[Supplied data]:
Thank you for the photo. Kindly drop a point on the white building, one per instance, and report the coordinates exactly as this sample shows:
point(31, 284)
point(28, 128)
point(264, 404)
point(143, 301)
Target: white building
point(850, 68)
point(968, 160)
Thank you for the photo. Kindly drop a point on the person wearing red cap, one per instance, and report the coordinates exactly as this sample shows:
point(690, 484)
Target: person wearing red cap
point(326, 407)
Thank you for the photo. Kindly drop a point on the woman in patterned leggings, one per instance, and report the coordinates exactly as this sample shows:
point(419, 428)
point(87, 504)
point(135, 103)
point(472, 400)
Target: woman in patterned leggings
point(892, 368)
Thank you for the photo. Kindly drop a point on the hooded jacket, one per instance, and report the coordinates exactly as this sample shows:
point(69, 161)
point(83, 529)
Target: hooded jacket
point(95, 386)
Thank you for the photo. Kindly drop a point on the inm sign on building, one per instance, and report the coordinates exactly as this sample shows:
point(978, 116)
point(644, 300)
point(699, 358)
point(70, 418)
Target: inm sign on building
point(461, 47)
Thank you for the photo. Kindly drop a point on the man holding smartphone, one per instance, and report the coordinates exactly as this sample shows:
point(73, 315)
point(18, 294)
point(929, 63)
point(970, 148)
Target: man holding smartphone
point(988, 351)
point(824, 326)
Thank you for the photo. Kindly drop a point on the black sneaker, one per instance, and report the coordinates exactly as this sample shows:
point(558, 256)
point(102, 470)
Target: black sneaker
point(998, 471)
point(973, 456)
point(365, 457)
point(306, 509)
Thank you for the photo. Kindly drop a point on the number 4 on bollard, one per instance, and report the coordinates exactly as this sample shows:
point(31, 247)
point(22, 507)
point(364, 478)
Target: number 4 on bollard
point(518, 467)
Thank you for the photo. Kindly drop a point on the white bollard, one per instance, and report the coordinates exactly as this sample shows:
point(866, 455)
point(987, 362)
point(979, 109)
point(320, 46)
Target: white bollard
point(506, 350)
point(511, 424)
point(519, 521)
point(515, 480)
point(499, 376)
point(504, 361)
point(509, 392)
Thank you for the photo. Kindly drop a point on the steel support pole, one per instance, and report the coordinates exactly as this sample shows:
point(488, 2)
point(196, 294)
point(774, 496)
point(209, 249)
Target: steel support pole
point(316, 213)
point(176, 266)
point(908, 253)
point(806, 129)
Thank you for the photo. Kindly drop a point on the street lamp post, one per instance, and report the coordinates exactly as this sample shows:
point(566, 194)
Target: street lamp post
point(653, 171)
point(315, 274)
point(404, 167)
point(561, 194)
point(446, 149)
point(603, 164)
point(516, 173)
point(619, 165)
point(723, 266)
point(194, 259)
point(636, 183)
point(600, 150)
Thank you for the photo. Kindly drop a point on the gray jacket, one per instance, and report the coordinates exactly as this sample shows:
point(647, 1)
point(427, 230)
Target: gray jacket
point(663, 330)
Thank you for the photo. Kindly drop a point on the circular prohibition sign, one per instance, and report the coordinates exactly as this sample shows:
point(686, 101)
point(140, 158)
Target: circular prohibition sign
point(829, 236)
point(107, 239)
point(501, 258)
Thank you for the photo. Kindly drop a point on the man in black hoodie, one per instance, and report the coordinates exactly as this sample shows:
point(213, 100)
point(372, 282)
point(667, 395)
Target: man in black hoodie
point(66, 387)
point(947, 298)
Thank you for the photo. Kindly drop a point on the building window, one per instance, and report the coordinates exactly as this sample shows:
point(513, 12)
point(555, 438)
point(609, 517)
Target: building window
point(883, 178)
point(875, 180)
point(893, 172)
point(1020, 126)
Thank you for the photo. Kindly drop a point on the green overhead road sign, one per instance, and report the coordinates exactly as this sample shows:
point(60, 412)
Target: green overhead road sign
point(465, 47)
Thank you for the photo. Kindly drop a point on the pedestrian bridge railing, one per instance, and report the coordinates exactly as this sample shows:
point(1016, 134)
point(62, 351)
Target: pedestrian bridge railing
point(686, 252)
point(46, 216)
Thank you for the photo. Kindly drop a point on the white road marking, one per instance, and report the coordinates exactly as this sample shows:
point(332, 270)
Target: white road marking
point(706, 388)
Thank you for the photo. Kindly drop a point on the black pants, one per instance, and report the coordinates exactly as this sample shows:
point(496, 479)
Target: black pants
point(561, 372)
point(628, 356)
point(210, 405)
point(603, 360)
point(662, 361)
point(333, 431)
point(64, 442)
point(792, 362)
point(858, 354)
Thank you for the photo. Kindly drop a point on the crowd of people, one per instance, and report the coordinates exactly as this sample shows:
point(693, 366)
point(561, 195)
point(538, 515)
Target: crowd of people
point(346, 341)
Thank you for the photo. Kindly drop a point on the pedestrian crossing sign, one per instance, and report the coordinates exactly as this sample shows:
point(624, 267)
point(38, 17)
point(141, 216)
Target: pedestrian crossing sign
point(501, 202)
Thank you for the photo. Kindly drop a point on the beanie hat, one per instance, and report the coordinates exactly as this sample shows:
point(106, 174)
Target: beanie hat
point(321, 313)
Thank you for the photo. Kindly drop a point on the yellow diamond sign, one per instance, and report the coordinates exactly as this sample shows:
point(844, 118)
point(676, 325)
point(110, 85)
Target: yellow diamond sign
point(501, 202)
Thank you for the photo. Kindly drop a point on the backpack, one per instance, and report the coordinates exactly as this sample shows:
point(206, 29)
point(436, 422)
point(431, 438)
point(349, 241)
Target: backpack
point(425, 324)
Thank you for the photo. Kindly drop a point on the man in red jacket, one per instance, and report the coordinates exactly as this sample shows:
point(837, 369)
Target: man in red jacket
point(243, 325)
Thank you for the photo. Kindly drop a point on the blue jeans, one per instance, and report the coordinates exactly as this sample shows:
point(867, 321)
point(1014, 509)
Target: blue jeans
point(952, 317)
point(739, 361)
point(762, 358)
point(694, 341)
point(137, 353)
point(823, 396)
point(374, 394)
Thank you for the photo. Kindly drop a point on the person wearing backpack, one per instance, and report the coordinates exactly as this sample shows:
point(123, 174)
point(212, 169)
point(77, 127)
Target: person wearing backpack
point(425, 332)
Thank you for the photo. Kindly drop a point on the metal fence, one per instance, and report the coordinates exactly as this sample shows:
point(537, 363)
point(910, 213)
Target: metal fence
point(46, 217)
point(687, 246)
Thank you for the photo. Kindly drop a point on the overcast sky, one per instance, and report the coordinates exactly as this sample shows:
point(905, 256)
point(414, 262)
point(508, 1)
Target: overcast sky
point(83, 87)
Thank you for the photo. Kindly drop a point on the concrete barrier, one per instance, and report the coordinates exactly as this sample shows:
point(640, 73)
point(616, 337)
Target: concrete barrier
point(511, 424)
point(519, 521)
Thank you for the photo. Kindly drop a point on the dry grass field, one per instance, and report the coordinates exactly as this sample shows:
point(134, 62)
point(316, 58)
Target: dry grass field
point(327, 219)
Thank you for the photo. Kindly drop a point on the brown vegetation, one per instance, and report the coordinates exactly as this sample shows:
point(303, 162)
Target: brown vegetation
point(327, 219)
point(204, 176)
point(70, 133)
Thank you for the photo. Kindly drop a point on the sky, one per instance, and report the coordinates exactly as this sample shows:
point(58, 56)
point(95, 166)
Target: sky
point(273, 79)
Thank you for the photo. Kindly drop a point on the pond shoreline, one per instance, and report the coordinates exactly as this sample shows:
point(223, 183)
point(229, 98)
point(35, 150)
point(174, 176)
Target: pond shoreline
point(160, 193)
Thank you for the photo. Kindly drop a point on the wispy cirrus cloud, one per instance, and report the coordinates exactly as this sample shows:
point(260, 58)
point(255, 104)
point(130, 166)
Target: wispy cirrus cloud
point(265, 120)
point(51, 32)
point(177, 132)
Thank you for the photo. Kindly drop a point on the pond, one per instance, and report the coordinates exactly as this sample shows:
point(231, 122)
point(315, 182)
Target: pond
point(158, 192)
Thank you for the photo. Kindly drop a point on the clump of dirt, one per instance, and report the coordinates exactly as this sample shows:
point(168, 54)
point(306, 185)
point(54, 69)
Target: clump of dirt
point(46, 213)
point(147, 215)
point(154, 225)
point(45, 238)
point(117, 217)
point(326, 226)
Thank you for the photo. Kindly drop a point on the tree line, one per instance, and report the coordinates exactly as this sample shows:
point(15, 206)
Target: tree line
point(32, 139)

[What to do]: Rescale everything in the data above from the line containing "black pants, one" down to the line containing "point(662, 361)", both lines included, and write those lines out again with the request text and its sample points left unchanged. Multiply only the answer coordinates by 0.2 and round each to a whole number, with halves rounded up.

[Correct result]:
Thank you for the photo. Kindly drop a point on the black pants, one per instance, and report the coordinates exactly as this sample shows:
point(496, 479)
Target: black pants
point(112, 74)
point(126, 71)
point(42, 81)
point(121, 72)
point(132, 72)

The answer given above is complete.